RECORDS PROVIDED:
——
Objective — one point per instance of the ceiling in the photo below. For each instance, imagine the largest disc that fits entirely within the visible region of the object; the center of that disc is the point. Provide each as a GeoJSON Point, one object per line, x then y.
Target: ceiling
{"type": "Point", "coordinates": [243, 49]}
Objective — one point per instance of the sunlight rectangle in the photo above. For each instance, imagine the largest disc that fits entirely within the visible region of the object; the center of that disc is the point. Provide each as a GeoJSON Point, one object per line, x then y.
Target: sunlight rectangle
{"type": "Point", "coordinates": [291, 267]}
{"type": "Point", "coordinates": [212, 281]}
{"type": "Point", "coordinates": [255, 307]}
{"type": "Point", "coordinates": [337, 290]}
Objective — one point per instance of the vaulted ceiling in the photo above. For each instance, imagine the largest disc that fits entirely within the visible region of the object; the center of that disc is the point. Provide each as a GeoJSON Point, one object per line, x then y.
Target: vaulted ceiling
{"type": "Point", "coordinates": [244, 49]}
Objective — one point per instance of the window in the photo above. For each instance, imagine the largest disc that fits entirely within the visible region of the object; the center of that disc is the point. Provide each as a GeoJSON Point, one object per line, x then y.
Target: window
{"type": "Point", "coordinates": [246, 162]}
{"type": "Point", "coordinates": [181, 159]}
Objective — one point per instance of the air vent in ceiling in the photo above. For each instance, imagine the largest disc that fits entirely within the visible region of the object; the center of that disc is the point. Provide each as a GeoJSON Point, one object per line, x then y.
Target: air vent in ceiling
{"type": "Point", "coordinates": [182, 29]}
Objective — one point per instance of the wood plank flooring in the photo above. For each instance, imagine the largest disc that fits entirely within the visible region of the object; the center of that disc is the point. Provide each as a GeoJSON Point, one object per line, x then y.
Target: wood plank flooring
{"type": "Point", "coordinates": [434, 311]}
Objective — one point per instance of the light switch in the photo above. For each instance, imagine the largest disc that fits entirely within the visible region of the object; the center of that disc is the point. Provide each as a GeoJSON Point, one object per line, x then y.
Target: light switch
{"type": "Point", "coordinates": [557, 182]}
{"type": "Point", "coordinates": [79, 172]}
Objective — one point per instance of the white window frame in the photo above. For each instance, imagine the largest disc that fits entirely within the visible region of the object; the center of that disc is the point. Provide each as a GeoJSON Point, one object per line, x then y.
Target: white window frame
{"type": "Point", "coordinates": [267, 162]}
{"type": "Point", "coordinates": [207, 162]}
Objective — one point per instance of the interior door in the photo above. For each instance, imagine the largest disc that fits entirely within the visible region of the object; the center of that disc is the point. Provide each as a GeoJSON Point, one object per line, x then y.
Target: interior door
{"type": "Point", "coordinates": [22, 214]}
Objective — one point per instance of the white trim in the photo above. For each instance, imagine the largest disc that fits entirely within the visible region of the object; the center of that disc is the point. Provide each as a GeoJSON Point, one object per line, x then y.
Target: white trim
——
TASK DIRECTIONS:
Transcribe every line of the data, exactly as it stands.

WORKED ANSWER:
Objective — one point per instance of the ceiling in the photo below. For each instance, imagine the largest disc that fits entirely within the visible region of the object; the center of that disc is the point. Provide each as a GeoJSON Point, one object per line, x then y.
Target: ceiling
{"type": "Point", "coordinates": [243, 49]}
Objective — one point per instance of the sunlight rectangle in the photo above. For each instance, imagine the largest disc that fits entirely within the visible region of the object; the center of that disc is the point. Provide each as a GeoJSON Point, one object per line, x then y.
Target: sunlight rectangle
{"type": "Point", "coordinates": [291, 267]}
{"type": "Point", "coordinates": [212, 281]}
{"type": "Point", "coordinates": [255, 307]}
{"type": "Point", "coordinates": [337, 290]}
Objective — one point per instance of the vaulted ceiling in the photo above. For each instance, imagine the largest disc that fits entirely within the visible region of the object; the center of that disc is the point. Provide each as a GeoJSON Point, one object per line, x then y.
Target: vaulted ceiling
{"type": "Point", "coordinates": [244, 49]}
Objective — one point per instance of the window in the photo above. For each instance, imagine the largest disc that fits entirely within the visible region of the object; the center of that disc is the point. Provide each as a GeoJSON Point, one object per line, x then y.
Target: window
{"type": "Point", "coordinates": [246, 162]}
{"type": "Point", "coordinates": [181, 159]}
Objective — one point per instance of the air vent in ceiling in the photo above. For each instance, imagine the largest disc that fits entirely within the visible region of the object; the center of that disc is the point. Provide each as a GeoJSON Point, one object per line, x then y.
Target: air vent in ceiling
{"type": "Point", "coordinates": [182, 29]}
Objective — one point per instance of the wood plank flooring in the photo above. For each instance, imagine the largest disc that fits entirely within the visible region of the object; the center of that disc is the point. Provide each as a GeoJSON Point, one object per line, x then y.
Target: wood plank flooring
{"type": "Point", "coordinates": [434, 311]}
Objective — one point per instance of the light switch in the photo above. For each instance, imagine the largest disc that fits entirely within the visible region of the object; the center of that disc is the point. Provide each as a GeoJSON Point, one object per line, x then y.
Target: light switch
{"type": "Point", "coordinates": [557, 182]}
{"type": "Point", "coordinates": [79, 172]}
Objective — one point per instance of the white window frame in the photo above. For each instance, imagine the largest disc that fits entirely within the visible region of the object; the center of that disc is the point. Provide each as a GeoJSON Point, one object per line, x then y.
Target: white window frame
{"type": "Point", "coordinates": [267, 162]}
{"type": "Point", "coordinates": [207, 162]}
Objective — one point per instance of the interior door in the photo above. For each instance, imagine the largest disc that fits entirely within the visible region of the object; the center of that disc is the point. Provide each as a GeoJSON Point, one object per line, x then y.
Target: interior door
{"type": "Point", "coordinates": [22, 214]}
Objective — one point per instance of the white trim in the photo above. For each instance, imagine the largest disc that fits entirely within the visible region of the object; the center of that disc is the point. Provide each as a GeoJSON Point, one object per line, x then y.
Target: white trim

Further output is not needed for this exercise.